* _Exercise aim_
An exact copy of every record is needed.

* _Materials provided_
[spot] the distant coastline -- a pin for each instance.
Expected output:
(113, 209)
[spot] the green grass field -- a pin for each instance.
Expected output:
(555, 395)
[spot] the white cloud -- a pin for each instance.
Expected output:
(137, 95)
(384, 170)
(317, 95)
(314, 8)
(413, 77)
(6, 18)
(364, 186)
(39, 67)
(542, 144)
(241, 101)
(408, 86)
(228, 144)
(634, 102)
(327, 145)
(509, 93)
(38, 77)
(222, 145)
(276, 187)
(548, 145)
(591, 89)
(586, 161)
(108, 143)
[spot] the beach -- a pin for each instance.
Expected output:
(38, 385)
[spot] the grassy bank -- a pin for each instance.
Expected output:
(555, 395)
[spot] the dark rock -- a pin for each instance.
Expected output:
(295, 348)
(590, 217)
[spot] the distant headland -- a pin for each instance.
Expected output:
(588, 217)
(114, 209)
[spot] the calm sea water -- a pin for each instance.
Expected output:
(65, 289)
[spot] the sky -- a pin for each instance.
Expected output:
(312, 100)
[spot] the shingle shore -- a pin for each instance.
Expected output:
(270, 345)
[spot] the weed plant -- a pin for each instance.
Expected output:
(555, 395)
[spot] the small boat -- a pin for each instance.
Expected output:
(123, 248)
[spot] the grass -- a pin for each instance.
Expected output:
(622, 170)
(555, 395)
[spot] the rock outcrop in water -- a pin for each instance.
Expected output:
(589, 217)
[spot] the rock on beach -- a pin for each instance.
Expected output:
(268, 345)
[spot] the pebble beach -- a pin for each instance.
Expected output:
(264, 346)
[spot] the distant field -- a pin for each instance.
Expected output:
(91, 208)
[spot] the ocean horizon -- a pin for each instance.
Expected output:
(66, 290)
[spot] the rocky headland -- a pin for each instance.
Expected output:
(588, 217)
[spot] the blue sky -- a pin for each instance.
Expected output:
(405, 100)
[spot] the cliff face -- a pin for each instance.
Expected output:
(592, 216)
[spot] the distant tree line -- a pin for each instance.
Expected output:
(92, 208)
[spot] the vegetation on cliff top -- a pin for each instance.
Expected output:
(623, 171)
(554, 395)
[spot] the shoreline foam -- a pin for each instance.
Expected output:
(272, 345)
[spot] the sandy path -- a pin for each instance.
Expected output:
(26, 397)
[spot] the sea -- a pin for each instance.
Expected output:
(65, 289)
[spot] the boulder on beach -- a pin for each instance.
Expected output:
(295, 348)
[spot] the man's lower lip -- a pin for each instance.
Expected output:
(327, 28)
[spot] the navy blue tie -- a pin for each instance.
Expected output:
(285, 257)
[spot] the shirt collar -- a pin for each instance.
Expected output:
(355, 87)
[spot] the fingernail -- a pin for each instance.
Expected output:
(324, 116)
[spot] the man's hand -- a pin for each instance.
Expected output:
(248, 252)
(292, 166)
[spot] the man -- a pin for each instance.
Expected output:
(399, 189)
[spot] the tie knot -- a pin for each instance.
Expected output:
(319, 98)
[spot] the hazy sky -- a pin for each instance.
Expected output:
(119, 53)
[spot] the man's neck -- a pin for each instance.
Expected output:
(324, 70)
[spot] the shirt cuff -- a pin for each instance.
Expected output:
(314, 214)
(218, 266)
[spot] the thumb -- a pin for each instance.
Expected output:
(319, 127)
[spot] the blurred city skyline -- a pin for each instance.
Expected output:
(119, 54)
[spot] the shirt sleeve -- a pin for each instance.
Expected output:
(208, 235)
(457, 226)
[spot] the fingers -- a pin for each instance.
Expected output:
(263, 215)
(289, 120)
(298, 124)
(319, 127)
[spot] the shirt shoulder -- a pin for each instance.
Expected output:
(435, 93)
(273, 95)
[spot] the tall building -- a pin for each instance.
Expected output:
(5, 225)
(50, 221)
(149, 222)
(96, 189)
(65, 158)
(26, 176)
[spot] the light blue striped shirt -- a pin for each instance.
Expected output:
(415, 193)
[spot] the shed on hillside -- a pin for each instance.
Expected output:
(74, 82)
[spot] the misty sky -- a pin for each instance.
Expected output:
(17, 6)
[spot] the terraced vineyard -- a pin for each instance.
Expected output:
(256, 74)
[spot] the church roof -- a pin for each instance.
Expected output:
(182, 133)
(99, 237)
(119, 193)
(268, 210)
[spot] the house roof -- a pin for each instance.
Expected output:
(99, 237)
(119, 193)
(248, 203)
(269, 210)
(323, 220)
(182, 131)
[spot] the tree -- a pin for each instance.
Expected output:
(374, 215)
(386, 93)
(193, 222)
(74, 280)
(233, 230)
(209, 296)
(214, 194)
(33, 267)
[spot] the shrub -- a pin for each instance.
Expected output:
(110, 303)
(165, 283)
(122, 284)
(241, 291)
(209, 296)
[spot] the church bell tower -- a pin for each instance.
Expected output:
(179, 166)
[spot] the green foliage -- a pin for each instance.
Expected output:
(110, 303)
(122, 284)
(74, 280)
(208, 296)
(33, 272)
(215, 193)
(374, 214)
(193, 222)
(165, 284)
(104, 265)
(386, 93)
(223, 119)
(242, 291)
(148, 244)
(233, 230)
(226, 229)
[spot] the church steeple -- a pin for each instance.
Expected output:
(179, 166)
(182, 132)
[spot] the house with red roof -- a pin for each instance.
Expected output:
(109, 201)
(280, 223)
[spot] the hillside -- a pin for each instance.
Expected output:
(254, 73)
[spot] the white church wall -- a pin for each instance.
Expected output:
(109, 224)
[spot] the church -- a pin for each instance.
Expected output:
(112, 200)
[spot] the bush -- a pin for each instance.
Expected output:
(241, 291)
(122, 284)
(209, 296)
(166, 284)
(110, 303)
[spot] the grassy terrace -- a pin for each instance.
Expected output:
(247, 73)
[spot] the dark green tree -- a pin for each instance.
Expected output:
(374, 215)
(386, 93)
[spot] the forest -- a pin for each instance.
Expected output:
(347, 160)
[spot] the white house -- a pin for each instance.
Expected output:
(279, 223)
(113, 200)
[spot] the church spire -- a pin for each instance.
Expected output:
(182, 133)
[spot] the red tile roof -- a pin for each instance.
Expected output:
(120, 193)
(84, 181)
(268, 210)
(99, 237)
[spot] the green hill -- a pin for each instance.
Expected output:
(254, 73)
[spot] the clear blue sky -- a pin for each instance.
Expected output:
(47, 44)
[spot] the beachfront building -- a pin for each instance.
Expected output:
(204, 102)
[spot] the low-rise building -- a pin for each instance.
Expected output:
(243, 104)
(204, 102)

* _In response_
[spot] the distant coastline -- a pin for each instance.
Expected output:
(113, 209)
[spot] the green grass field -- a pin for each instance.
Expected output:
(555, 395)
[spot] the white cloud -- a pin for each instance.
Expected output:
(137, 95)
(384, 170)
(317, 95)
(314, 8)
(413, 77)
(6, 18)
(364, 186)
(39, 67)
(542, 144)
(241, 101)
(408, 86)
(228, 144)
(634, 102)
(327, 145)
(509, 93)
(38, 77)
(222, 145)
(276, 187)
(548, 145)
(591, 89)
(586, 161)
(108, 143)
[spot] the beach -- a pin for each instance.
Expected output:
(38, 385)
[spot] the grassy bank -- a pin for each instance.
Expected output:
(555, 395)
[spot] the dark rock -- a pin for each instance.
Expected output:
(295, 348)
(590, 217)
[spot] the distant headland -- a pin for each instance.
Expected output:
(588, 217)
(114, 209)
[spot] the calm sea water -- a pin for each instance.
Expected output:
(65, 289)
[spot] the sky -- a pin for each instance.
Expected output:
(312, 100)
[spot] the shingle shore -- a pin for each instance.
Expected output:
(270, 345)
[spot] the weed plant -- a pin for each instance.
Expected output:
(555, 395)
[spot] the small boat -- a pin for each instance.
Expected output:
(123, 248)
[spot] the grass -- a pin for each instance.
Expected output:
(622, 170)
(555, 395)
[spot] the rock outcrop in water -- a pin for each instance.
Expected output:
(589, 217)
[spot] the rock on beach -- a pin for each instance.
Expected output:
(268, 345)
[spot] the pebble beach -- a pin for each instance.
Expected output:
(264, 346)
[spot] the distant field -- a pin for each instance.
Expected output:
(91, 208)
[spot] the ocean horizon -- a pin for each instance.
Expected output:
(66, 290)
[spot] the rocky headland -- a pin for each instance.
Expected output:
(588, 217)
[spot] the blue sky -- a pin for each instance.
Expected output:
(405, 100)
[spot] the cliff face -- a pin for each instance.
Expected output:
(592, 216)
[spot] the distant tree line -- a pin for each instance.
Expected output:
(92, 208)
[spot] the vegetation on cliff top -- a pin for each instance.
Expected output:
(623, 171)
(554, 395)
[spot] the shoreline foam -- a pin for each instance.
Expected output:
(272, 345)
[spot] the sandy path -- a pin for each instance.
Expected output:
(26, 397)
[spot] the sea -- a pin for each instance.
Expected output:
(65, 289)
[spot] the boulder on beach -- a pin for each instance.
Expected output:
(295, 348)
[spot] the man's lower lip -- a pin for each instance.
Expected output:
(327, 28)
[spot] the navy blue tie -- a pin for each instance.
Expected output:
(285, 257)
[spot] the shirt collar -- a pin for each instance.
Expected output:
(355, 87)
[spot] the fingernail -- a pin for each instance.
Expected output:
(324, 116)
[spot] the man's hand -- a pin for each instance.
Expected output:
(248, 252)
(292, 166)
[spot] the man -- a pin for each instance.
Expected output:
(399, 189)
[spot] the tie knot -- a pin for each instance.
Expected output:
(319, 98)
[spot] the hazy sky -- a pin for each instance.
Expected output:
(119, 53)
[spot] the man's neck -- a pin for each instance.
Expected output:
(324, 70)
[spot] the shirt cuff -- a pin for each instance.
Expected output:
(314, 214)
(218, 266)
[spot] the thumb -- a pin for each instance.
Expected output:
(319, 127)
[spot] the blurred city skyline -- a pin for each instance.
Expected output:
(119, 54)
[spot] the shirt sleeve -- a pin for each instance.
Expected output:
(208, 235)
(457, 226)
[spot] the fingers -- a pin for each instance.
Expected output:
(263, 215)
(289, 120)
(298, 124)
(319, 127)
[spot] the shirt shoulder -- a pin for each instance.
Expected output:
(435, 93)
(273, 95)
[spot] the tall building -- a pin for each instance.
Expected output:
(5, 225)
(50, 221)
(149, 222)
(96, 189)
(65, 158)
(26, 176)
[spot] the light blue striped shirt -- a pin for each instance.
Expected output:
(415, 193)
[spot] the shed on hillside -- a pin for each instance.
Expected output:
(74, 82)
[spot] the misty sky -- a pin for each instance.
Expected output:
(17, 6)
[spot] the terraced vineyard -- a pin for each instance.
Expected output:
(256, 74)
[spot] the church roof -- a pin for each instance.
Expected output:
(182, 133)
(99, 237)
(119, 193)
(268, 210)
[spot] the house roof -- a pin for each instance.
Expected output:
(99, 237)
(119, 193)
(248, 203)
(269, 210)
(323, 220)
(182, 131)
[spot] the tree -- a pin for each instance.
Expected output:
(374, 215)
(386, 93)
(193, 222)
(74, 280)
(233, 230)
(209, 296)
(214, 194)
(33, 267)
[spot] the shrub -- a pin for each instance.
Expected output:
(110, 303)
(165, 283)
(122, 284)
(241, 291)
(209, 296)
[spot] the church bell tower -- a pin for each instance.
Expected output:
(179, 166)
[spot] the green foliage -- a pin for each instance.
Expected output:
(110, 303)
(122, 284)
(74, 280)
(208, 296)
(33, 272)
(215, 193)
(374, 214)
(193, 222)
(165, 284)
(104, 265)
(386, 93)
(223, 119)
(242, 291)
(148, 244)
(233, 230)
(226, 229)
[spot] the church steeple -- a pin for each instance.
Expected output:
(179, 166)
(182, 132)
[spot] the house with red roof -- a pin for each instance.
Expected output:
(109, 201)
(280, 223)
[spot] the hillside -- a pin for each instance.
Expected output:
(254, 73)
[spot] the white church wall -- a pin for each instance.
Expected output:
(109, 224)
[spot] the church -- a pin for each instance.
Expected output:
(112, 200)
[spot] the bush -- a pin for each instance.
Expected output:
(241, 291)
(122, 284)
(209, 296)
(166, 284)
(110, 303)
[spot] the grassy terrace -- a pin for each instance.
Expected output:
(247, 73)
[spot] the dark green tree -- a pin for each instance.
Expected output:
(374, 215)
(386, 93)
[spot] the forest -- a pin for each instance.
Expected output:
(347, 160)
[spot] the white house -- a pin for each instance.
Expected output:
(279, 223)
(113, 200)
[spot] the church spire -- a pin for each instance.
Expected output:
(182, 133)
[spot] the red tile roof -- a pin for each instance.
Expected output:
(120, 193)
(84, 181)
(268, 210)
(99, 237)
[spot] the green hill -- a pin for each instance.
Expected output:
(254, 73)
[spot] the clear blue sky -- a pin for each instance.
Expected output:
(47, 44)
[spot] the beachfront building -- a pin for each instance.
Expected output:
(204, 102)
[spot] the low-rise building -- a pin for each instance.
Expected output:
(243, 104)
(204, 102)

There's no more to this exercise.